Give the records again word for word. Leave every picture out.
-------- SOURCE RECORDS
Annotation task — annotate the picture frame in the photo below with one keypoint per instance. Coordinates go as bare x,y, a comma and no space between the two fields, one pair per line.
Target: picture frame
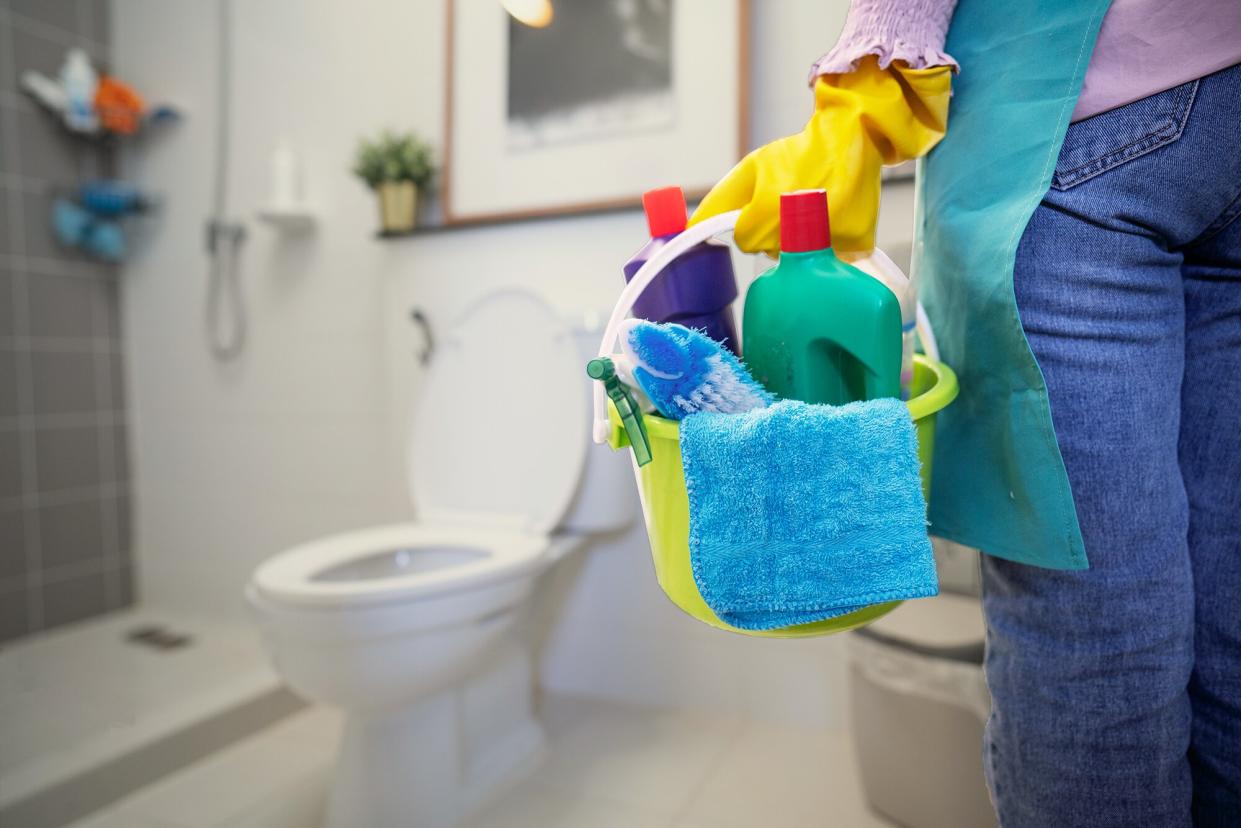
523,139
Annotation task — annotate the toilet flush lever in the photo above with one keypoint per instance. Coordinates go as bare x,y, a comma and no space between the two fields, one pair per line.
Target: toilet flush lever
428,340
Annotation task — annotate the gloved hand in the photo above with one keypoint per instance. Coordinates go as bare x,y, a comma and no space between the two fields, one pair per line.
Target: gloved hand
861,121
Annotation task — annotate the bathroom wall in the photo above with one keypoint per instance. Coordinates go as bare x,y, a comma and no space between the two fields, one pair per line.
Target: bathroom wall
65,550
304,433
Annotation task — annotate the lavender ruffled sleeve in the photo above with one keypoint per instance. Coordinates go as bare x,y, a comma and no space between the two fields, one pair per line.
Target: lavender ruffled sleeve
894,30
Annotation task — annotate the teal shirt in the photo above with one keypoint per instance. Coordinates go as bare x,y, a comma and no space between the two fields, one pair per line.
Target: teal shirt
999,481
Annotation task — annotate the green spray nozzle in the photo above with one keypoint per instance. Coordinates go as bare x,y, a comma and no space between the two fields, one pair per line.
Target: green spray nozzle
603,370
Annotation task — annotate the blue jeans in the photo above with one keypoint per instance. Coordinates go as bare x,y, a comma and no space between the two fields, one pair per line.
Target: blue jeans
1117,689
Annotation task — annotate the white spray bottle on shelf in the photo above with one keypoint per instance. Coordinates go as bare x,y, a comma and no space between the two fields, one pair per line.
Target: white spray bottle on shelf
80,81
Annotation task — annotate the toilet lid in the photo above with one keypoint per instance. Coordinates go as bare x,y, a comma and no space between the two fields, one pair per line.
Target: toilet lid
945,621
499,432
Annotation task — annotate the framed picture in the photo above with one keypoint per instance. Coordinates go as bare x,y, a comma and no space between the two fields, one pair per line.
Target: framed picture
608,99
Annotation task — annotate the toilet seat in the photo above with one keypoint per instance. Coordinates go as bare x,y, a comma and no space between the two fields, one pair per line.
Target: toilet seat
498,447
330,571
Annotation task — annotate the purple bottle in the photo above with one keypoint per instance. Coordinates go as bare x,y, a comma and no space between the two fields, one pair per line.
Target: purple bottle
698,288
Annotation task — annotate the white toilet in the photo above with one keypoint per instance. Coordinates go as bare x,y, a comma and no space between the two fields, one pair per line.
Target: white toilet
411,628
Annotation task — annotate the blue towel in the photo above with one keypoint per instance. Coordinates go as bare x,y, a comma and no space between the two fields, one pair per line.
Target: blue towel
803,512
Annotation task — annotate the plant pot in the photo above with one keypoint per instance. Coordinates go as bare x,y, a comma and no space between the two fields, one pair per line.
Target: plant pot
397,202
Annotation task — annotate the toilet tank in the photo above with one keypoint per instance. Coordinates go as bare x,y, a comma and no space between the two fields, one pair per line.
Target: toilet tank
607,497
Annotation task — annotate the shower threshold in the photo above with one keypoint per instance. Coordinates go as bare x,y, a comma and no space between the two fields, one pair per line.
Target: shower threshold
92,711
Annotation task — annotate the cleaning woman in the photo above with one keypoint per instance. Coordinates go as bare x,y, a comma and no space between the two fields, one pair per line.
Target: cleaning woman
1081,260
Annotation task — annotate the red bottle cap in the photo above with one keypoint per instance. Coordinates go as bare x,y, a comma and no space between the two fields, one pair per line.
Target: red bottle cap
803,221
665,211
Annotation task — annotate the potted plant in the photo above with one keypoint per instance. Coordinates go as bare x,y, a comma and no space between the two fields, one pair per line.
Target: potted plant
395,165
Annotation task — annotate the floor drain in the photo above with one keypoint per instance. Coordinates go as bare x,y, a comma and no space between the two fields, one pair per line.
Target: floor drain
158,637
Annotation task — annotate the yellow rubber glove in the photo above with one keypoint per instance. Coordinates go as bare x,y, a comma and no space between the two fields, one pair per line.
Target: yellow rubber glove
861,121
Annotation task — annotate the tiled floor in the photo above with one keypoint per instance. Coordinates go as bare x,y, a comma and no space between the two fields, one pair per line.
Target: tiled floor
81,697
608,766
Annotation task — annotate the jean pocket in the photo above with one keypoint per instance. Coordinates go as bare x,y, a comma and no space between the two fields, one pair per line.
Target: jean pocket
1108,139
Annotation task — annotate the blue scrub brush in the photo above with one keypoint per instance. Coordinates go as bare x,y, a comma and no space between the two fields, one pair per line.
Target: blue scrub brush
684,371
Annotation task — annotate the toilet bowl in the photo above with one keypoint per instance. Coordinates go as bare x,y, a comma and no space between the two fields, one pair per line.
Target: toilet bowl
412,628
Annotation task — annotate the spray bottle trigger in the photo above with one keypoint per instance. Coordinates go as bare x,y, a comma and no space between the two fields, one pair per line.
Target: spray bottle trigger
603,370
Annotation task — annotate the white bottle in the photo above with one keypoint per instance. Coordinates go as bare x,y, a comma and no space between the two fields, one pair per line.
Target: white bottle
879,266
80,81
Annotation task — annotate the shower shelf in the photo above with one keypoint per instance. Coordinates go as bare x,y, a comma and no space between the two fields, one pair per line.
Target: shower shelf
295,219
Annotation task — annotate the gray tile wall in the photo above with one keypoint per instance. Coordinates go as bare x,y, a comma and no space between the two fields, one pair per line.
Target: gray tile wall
----------------
**TASK RESULT**
Annotation task — annotate the picture frame in the photo below with one keypoint per instance. Coordinates go as bare x,y, a comma and no space between the two fields, one pair per line.
Target: picture frame
523,139
Annotation task — annotate the toilet flush lever in the photo above with one keypoint per instance. Coordinates go as bare x,y, a comma and no space between the two fields, one pair per line.
Target: toilet flush lever
428,340
Annotation task — annotate the gloved hand in the photo above with one keypoint per instance. Coordinates go as bare x,y, a comma and no space between the two fields, one pair per line.
Target: gloved hand
861,121
Annotation task — annotate the bathroom wall in the photo above with one keypoint per instance. Coordinates go as bare x,y, a comma and no space between the two fields, one pair per line.
Target: bathroom wall
65,550
304,433
Annotation task — annotate the lavender ruffled sleeve in the photo above with one keypoint per instance. Coordinates go as bare x,y, a comma and no space between the two fields, one pair per line.
Target: lavender ruffled sleeve
894,30
Annotation task — annotate the teal shirt in the photo above with one keypoint per instance. Coordinates go as bare x,y, a comma and no space between the two fields, one pair per line.
Target: teal shirt
999,481
Annotation task — annotate the green spray nozzle in the photo above with one keypoint per instance. Coordinates go as bare x,y, a comma and no space between the two fields, one pair per line.
Target: green spray nozzle
603,370
Annotation task — annotate the blue jeans in the photo above with one keypoint per instance. Coordinates go as bare x,y, a comma and no space between the two fields, one pair per line.
Target: blue jeans
1117,689
Annotation task — annotate the white spray bottle on shelf in the photo above with one keypoint per instance. Coordinates go as bare x,y, a comma and no space between the two fields, one pair per line.
Target: white spray bottle on shelf
80,81
Annotation task — annotate the toilet lid in the photo above with one keypoint per instance. Coordinates go as bare x,y, a comma and no space between the two fields, one pair per line.
Target: toilet lid
945,621
499,432
Annotation task — annotate the framed picture in the photo above with one keypoint per instance. Coordinates go as bare x,y, a comma and no space between the two fields, one pair per line.
Target: framed picture
608,99
Annotation task — annotate the toilet seat in the photo above with one keypoint per instance. Coordinates go as bare x,y, a comma and no space between the two fields, one pair per line.
Target: toilet seat
498,447
330,571
Annotation task — annotate the purple bottle in the photo above with one keypoint per instance. Coordinates go as bare x,y, a comma and no space between the two fields, one pair per line.
Target: purple bottle
698,288
Annotation task — annotate the white toilet in the photo above with one keypoint per instance. Coordinates go as bare x,y, a comma and no space between the two fields, one pair per line.
Target: white toilet
411,628
Annotation task — annotate the blue towel in the photo above with one keypoint per instance. Coordinates go as bare x,y, a comma and no space between the two fields, one pair per line.
Target: blue towel
803,512
Annotation task — annotate the plant pot in the photo above with one keypoint per instance. Coordinates go as bare x,y, a comma and no space between the two fields, one pair per line.
Target: plant pot
397,202
Annotation task — annotate the toilet tank in the photo above with one keypoint per instance. Coordinates go as bare x,y, a comma and no space between the two fields, one pair per line.
Target: toilet tank
607,497
Annotation task — annotate the shower threshold in the photo above with one keypoint per instance. Coordinates go as bare x,y, a comma and no space between the two fields, one pair per line.
Target: shower threshold
92,711
Annotation task — annotate the cleaning woman in the photo above with one keypoint per instance. Coordinates go as bare x,y, a comma and no space between the two fields, one pair per line.
Target: cleaning woman
1081,260
Annotation task — annotate the red bottle cap in the photo above with one keypoint per instance. Coordinates go as bare x,y, a comma and no space between the two fields, one pair per line.
Target: red bottle cap
803,221
665,211
Annotation task — annotate the potted plant in the photo above with one keypoint per instance. Coordinates go as bare x,y, a comma and no space between the two fields, one pair per line.
Target: potted plant
395,165
Annotation task — annotate the floor drain in the photo above with one keypoint per instance. Coordinates go as bare x,y, a comma and no space between the two fields, one pair per line.
Target: floor drain
158,637
Annotation task — annotate the yellow rubber glove in the photo above with one keypoint per instance. Coordinates go as bare x,y, a comma and no space between the two fields, one pair per line.
Target: yellow rubber glove
861,121
Annotation task — annotate the tiled floor in the photo above with one keypoint per instance. Coordinates go as bare x,y, a comma and no space between the two fields, one pair per line.
Target: tiled floor
81,697
608,766
Annotation task — annotate the jean pocket in the photo above with one keypoint per instance. Coordinates go as bare x,y, a comma and no space between the two fields, one pair per line.
Target: jean pocket
1108,139
Annotation task — annotate the blue scrub brush in the photo above with one keypoint per instance. Coordinates go as bare x,y, a comma and no space between the two fields, one pair per line.
Target: blue scrub brush
684,371
Annotation task — annotate the toilet bowl in the photo above with one keypoint per instance. Coordinates go as bare x,y, a comma and no space between the two fields, one pair per line.
Target: toilet bowl
412,628
Annotation task — annotate the spray bottle trigger in the photo above with one keypoint per instance. Coordinates go as bare x,y, a comma and no space between the two fields, one pair per line.
Target: spray bottle trigger
603,370
Annotation task — annotate the white bottle in the photo above with one keypoint per instance. Coordinates go as bare x,y, a comma and no space between the two fields, one pair per line.
Target: white bottle
879,266
80,81
Annotation task — annotate the shower shelf in the photo above with one keypoint per instance. Coordinates go as bare x,y, a comma and no space between the two fields, one pair per line.
Target: shower shelf
295,219
Annotation task — annotate the gray tile wall in the photo above with one keypoint per instance. Coordinates go as bare x,y, a comma and no space between the two fields, one pair per line.
Target: gray tile wall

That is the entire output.